The task: Number every line of the records below as a list, omitting blank lines and the picture.

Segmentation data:
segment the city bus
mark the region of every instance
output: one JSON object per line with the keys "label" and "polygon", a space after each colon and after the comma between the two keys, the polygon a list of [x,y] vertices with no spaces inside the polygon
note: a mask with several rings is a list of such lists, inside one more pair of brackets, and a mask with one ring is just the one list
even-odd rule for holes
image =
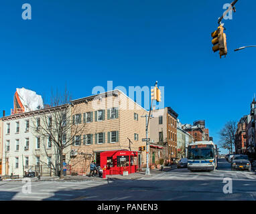
{"label": "city bus", "polygon": [[214,171],[217,167],[218,148],[212,141],[196,141],[188,146],[188,169]]}

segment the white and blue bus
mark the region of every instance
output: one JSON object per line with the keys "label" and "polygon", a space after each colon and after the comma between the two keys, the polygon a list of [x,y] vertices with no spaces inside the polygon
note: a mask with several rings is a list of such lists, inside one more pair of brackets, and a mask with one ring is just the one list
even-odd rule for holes
{"label": "white and blue bus", "polygon": [[212,141],[196,141],[188,146],[188,169],[212,171],[217,167],[218,149]]}

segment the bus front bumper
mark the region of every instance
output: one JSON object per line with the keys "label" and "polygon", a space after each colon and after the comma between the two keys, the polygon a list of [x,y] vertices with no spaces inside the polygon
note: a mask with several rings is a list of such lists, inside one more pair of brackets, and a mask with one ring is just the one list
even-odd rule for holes
{"label": "bus front bumper", "polygon": [[205,165],[205,166],[195,166],[188,165],[188,169],[191,171],[213,171],[214,169],[214,165]]}

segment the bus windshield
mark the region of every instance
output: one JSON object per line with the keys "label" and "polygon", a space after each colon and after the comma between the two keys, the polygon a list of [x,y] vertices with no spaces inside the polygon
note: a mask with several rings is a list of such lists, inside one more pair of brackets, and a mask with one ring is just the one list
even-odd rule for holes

Solution to this task:
1. segment the city bus
2. mark the region of every instance
3. output: one JSON object per line with the keys "label" and "polygon", a space after each colon and after the comma between the two keys, the polygon a list of [x,y] vertices with no spaces inside the polygon
4. note: a mask with several rings is a list of such lists, inside one more pair of brackets, and a mask with one ring is just the one list
5. even-odd rule for holes
6. image =
7. {"label": "city bus", "polygon": [[214,171],[217,167],[218,148],[212,141],[196,141],[188,146],[188,169]]}
8. segment the white and blue bus
9. mark the region of every instance
10. output: one JSON object per line with the keys "label" and "polygon", a space after each colon and after the comma between the two keys, the polygon a list of [x,y] vertices with no spaces inside the polygon
11. note: a mask with several rings is a list of such lists, inside one more pair of brackets, and a mask with one ring is just the one list
12. even-odd rule for holes
13. {"label": "white and blue bus", "polygon": [[212,141],[196,141],[188,146],[188,169],[212,171],[217,167],[218,149]]}
14. segment the bus front bumper
15. mark the region of every instance
16. output: one JSON object per line with the keys "label" and "polygon", a space after each colon and after the comma between the two keys, the polygon a list of [x,y] vertices with no spaces inside the polygon
17. note: a mask with several rings is a list of such lists, inside one more pair of brackets, and a mask with one ring is just the one list
18. even-odd rule for holes
19. {"label": "bus front bumper", "polygon": [[205,165],[205,166],[195,166],[188,165],[188,169],[191,171],[213,171],[214,169],[214,165]]}
20. segment the bus windshield
21. mark the region of every instance
22. output: one JSON object per line with the keys "label" and "polygon", a space after each colon and after the comma between the two keys, the polygon a list of [x,y] vertices with no spaces inside the polygon
23. note: a mask with several rings is a list of such lists, inside one more pair of brackets, and a mask with one ring is just the one list
24. even-odd rule for holes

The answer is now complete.